* Task statement
Rescale the records below by writing out every line of them again in full. Multiply each coordinate in the answers by 1.6 and round it to a whole number, with halves rounding up. Keep all other text unchanged, and leave the pictures out.

* Input rows
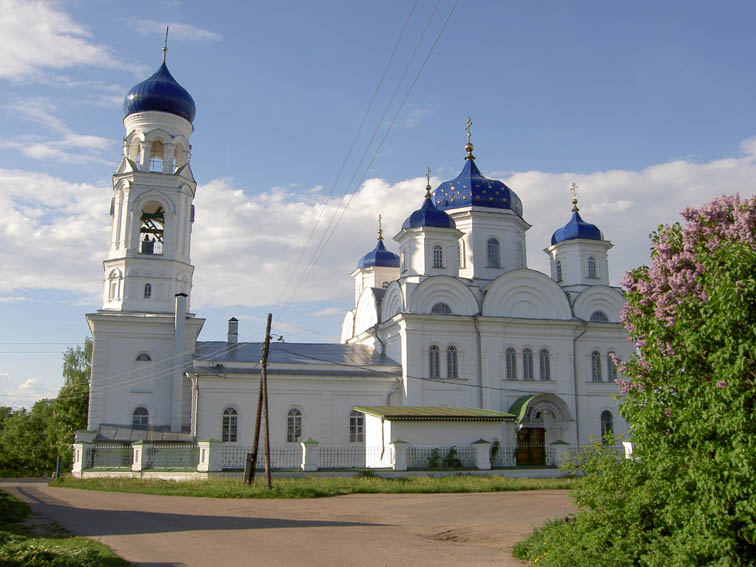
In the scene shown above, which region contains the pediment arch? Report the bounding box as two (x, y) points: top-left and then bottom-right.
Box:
(483, 268), (572, 320)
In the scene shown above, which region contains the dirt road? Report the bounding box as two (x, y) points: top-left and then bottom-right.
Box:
(0, 480), (572, 567)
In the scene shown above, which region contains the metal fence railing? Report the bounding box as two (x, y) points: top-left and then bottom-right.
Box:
(491, 445), (517, 467)
(144, 443), (199, 469)
(91, 443), (131, 468)
(221, 444), (302, 470)
(407, 445), (475, 469)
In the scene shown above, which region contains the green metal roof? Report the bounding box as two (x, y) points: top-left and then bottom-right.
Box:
(354, 406), (515, 421)
(509, 394), (540, 423)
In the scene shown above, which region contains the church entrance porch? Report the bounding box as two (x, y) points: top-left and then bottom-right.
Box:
(515, 427), (546, 467)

* Answer to this task
In the scene shown above, which region contains the pediment arch? Report the bounding box as two (x, y) points: top-left and then bottom-right.
Box:
(773, 429), (915, 512)
In the scene shown above, which region contains the dirt road? Report the bounding box as two (x, y) points: top-left and then bottom-right.
Box:
(0, 768), (915, 907)
In the scene shown above, which region contains the metal fence railing? Report the bounding box as two (x, y) points: top-left and then bottom-right.
Box:
(786, 712), (827, 747)
(230, 709), (318, 750)
(146, 709), (210, 749)
(354, 710), (483, 752)
(651, 712), (760, 750)
In the scene shown above, which region contains the green metal roof? Report the bounding box as two (x, y) points: top-left and then bottom-right.
Box:
(566, 650), (824, 674)
(814, 630), (864, 677)
In the scene shown above, which region contains the church entrance porch? Report the bounding box as two (x, y) points: top-left and then bottom-right.
Box:
(824, 683), (874, 747)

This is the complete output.